__PROVIDED TEXT__:
________________________________________

The Brock in the games and the Brock in the anime couldn’t be farther apart. Video game Brock is barely a character at all. He’s your first step on your goal of becoming a Pokémon Champion in the first games. That is to say, he’s the first Gym Leader you will face. He even makes an appearance in Pokémon Gold and Pokémon Silver if you continue back into Kanto after defeating the Johto circuit. He’s an iconic part of the series, but he’s not much of a well-defined character in terms of personality.
Why the anime then decided to single him out to become friends with Ash is beyond me. In a way it kind of makes sense. He’s the first Gym Leader and Misty is the second, so yeah, I can see why they would go with the first two. What I don’t understand is why they made him into a love-crazed fool like this meme points out. At the end of the day, you can just shrug your shoulders and blame it on anime. Brock is a thousand Japanese tropes rolled into one. I guess raising your gang of brothers and sisters for years while your father is away will do that to a person.
What came first? The chicken or the egg. It’s an age-old riddle we will never solve and the same quandary can be applied to Pokémon. What is Pokémon? Should it be classified as a video game with various spinoffs, or is it an anime with assorted media tie-ins? Nowadays it’s hard to distinguish, but technically it began as a video game and sort of exploded after that. There’s a core set of games with spinoff titles too, the anime, toys, board games, comics, and so much more. It prints money!
It’s the name of the game.
Let’s get back to the naming dilemma. The joke for this meme is that both Ash Ketchum, the protagonist of the anime, and Red, the default name for the original trainer from the games, both have terrible names. Now I’ve heard plenty of people named Ash before, but not so much Ketchum. It’s a funny pun based on their motto “Gotta catch ‘em all” which is funny, but also pretty silly. As for Red I’ve also seen that name tossed around in reality, but considering it’s Red because the game is called Pokémon Red, well, it just feels uninspired. In the grand scheme, it doesn’t really matter though.

________________________________________

__INFORMATION GIVEN__:
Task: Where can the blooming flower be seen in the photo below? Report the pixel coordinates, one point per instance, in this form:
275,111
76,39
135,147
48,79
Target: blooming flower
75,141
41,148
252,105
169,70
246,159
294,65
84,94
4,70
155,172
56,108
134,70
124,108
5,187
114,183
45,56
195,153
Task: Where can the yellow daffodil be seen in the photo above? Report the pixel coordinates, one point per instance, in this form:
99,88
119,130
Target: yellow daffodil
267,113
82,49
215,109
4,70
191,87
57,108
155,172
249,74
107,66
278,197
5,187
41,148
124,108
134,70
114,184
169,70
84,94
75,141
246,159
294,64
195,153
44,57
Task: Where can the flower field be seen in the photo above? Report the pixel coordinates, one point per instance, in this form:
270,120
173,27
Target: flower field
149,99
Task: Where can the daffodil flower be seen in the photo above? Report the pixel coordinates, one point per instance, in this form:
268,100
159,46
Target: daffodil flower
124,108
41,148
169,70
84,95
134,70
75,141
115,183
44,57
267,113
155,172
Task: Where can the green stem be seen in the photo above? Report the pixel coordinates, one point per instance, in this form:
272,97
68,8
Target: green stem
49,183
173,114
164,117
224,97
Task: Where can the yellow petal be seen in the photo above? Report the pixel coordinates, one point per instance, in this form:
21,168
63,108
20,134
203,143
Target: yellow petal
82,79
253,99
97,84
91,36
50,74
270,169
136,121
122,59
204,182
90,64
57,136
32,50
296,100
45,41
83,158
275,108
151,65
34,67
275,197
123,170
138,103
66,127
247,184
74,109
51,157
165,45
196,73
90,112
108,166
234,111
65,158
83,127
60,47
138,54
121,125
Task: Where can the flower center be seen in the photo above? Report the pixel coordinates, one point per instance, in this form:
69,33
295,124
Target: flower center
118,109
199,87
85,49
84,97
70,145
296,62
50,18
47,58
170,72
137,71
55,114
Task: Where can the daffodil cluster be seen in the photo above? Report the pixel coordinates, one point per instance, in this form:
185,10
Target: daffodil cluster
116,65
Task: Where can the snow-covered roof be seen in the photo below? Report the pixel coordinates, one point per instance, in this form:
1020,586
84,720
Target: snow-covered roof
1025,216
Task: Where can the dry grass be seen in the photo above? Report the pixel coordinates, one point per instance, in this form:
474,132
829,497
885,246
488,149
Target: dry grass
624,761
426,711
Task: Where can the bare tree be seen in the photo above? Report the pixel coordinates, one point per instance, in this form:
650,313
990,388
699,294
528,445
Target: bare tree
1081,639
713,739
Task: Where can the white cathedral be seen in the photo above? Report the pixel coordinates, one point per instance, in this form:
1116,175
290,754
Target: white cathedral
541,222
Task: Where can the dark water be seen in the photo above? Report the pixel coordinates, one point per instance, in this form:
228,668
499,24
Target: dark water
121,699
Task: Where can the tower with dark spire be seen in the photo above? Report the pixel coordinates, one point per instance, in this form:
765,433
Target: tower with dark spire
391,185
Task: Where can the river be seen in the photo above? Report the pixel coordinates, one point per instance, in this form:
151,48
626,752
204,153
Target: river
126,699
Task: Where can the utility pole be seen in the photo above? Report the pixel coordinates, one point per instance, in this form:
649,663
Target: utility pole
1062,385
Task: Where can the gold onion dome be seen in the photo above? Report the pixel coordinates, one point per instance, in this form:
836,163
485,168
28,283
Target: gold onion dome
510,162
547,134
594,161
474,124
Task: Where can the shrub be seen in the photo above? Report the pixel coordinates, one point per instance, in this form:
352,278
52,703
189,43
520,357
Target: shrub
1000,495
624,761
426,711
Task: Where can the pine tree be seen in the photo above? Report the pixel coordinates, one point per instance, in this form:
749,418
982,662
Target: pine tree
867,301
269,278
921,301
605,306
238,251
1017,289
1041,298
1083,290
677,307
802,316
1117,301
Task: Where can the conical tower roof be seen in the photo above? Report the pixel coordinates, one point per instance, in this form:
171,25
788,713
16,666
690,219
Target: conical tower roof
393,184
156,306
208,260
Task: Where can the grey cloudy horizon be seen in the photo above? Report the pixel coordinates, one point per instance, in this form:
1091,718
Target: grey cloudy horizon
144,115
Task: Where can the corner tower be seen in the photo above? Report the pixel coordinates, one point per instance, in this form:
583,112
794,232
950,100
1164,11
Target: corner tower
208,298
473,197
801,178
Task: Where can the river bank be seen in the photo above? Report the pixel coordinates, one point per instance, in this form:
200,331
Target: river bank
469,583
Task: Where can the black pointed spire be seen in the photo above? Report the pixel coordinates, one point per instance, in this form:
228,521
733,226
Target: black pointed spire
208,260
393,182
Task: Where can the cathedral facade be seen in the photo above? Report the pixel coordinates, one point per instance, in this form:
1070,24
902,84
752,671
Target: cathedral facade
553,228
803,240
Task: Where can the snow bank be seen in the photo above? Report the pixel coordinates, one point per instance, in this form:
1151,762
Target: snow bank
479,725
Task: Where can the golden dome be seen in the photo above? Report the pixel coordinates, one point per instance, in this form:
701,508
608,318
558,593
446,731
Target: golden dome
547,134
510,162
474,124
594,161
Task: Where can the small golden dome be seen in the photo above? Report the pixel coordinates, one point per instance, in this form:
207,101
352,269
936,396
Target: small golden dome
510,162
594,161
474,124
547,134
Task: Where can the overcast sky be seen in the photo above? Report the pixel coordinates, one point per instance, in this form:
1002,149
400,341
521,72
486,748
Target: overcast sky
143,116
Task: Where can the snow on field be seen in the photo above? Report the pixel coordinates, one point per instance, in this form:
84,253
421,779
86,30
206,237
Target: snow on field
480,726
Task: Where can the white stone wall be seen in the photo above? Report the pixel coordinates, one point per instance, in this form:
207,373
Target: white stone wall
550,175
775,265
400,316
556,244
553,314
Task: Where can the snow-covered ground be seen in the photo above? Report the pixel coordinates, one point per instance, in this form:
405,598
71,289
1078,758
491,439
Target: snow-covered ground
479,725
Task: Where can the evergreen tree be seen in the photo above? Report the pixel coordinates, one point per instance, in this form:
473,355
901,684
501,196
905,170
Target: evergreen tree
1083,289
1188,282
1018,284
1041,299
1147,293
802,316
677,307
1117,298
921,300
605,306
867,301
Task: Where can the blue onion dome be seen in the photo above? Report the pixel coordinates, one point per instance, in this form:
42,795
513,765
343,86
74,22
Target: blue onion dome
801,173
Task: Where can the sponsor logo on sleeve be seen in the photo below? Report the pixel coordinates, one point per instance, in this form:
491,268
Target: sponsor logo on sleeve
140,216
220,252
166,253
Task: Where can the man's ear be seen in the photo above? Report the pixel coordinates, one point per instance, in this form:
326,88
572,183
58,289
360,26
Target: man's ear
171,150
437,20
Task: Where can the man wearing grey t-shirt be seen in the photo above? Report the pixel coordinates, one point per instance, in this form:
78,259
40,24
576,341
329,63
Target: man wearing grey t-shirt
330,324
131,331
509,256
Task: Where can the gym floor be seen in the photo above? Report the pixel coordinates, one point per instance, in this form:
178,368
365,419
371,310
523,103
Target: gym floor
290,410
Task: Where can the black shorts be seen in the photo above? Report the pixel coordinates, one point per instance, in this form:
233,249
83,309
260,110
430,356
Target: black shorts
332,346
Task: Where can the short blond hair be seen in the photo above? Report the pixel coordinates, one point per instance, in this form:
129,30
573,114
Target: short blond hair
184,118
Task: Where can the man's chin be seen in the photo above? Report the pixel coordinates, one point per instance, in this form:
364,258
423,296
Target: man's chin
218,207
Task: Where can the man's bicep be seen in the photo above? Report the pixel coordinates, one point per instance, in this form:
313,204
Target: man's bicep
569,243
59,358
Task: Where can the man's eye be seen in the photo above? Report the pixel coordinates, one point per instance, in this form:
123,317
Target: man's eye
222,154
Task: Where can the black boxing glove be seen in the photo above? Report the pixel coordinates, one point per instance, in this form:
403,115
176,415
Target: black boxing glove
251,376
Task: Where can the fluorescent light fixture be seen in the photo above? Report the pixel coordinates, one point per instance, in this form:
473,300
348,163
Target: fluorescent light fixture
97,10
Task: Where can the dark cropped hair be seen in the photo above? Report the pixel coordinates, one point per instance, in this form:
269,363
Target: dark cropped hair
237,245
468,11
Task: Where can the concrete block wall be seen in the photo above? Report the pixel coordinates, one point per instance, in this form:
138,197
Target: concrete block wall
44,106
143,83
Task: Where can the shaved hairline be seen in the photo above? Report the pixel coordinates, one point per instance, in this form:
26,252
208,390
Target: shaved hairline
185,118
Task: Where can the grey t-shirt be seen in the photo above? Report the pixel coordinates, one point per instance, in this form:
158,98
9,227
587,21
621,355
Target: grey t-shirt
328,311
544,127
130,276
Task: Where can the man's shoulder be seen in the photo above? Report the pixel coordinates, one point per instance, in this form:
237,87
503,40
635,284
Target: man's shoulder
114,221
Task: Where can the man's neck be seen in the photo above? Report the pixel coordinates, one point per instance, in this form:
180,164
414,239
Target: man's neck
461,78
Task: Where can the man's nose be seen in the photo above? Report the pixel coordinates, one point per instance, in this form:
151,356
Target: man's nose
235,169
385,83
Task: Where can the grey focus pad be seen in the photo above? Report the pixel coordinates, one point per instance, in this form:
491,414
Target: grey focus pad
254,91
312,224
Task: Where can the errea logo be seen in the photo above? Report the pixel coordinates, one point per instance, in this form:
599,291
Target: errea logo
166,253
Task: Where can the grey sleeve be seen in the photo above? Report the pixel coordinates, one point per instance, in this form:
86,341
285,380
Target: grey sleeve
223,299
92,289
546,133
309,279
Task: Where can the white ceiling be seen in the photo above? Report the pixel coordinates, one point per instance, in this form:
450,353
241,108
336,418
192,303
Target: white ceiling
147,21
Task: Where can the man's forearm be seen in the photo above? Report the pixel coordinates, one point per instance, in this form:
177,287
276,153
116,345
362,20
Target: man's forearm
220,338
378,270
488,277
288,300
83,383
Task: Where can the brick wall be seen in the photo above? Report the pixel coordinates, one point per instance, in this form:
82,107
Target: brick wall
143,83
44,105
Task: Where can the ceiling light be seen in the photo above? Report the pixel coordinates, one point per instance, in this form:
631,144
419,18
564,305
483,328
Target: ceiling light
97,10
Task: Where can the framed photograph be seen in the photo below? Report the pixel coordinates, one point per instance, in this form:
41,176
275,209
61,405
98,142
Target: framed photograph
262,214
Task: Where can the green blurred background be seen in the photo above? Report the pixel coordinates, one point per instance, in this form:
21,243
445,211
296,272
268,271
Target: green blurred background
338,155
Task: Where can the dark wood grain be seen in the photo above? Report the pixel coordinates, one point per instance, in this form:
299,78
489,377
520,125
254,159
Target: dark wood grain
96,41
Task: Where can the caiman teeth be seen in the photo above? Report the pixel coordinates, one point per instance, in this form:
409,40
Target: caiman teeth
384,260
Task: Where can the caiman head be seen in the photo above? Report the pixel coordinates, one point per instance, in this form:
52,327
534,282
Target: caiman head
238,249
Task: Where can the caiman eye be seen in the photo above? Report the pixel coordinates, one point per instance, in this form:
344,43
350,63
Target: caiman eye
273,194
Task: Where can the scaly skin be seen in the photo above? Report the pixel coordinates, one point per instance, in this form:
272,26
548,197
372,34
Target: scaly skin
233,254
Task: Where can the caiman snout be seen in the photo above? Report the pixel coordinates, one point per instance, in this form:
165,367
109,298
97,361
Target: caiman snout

________________________________________

__TASK__:
How would you say this sentence from the Pokémon text in Spanish: "Nowadays it’s hard to distinguish, but technically it began as a video game and sort of exploded after that."

__ANSWER TO THE TASK__:
Hoy en día es difícil distinguirlo, pero técnicamente empezó como un videojuego y, por así decirlo, explotó después de eso.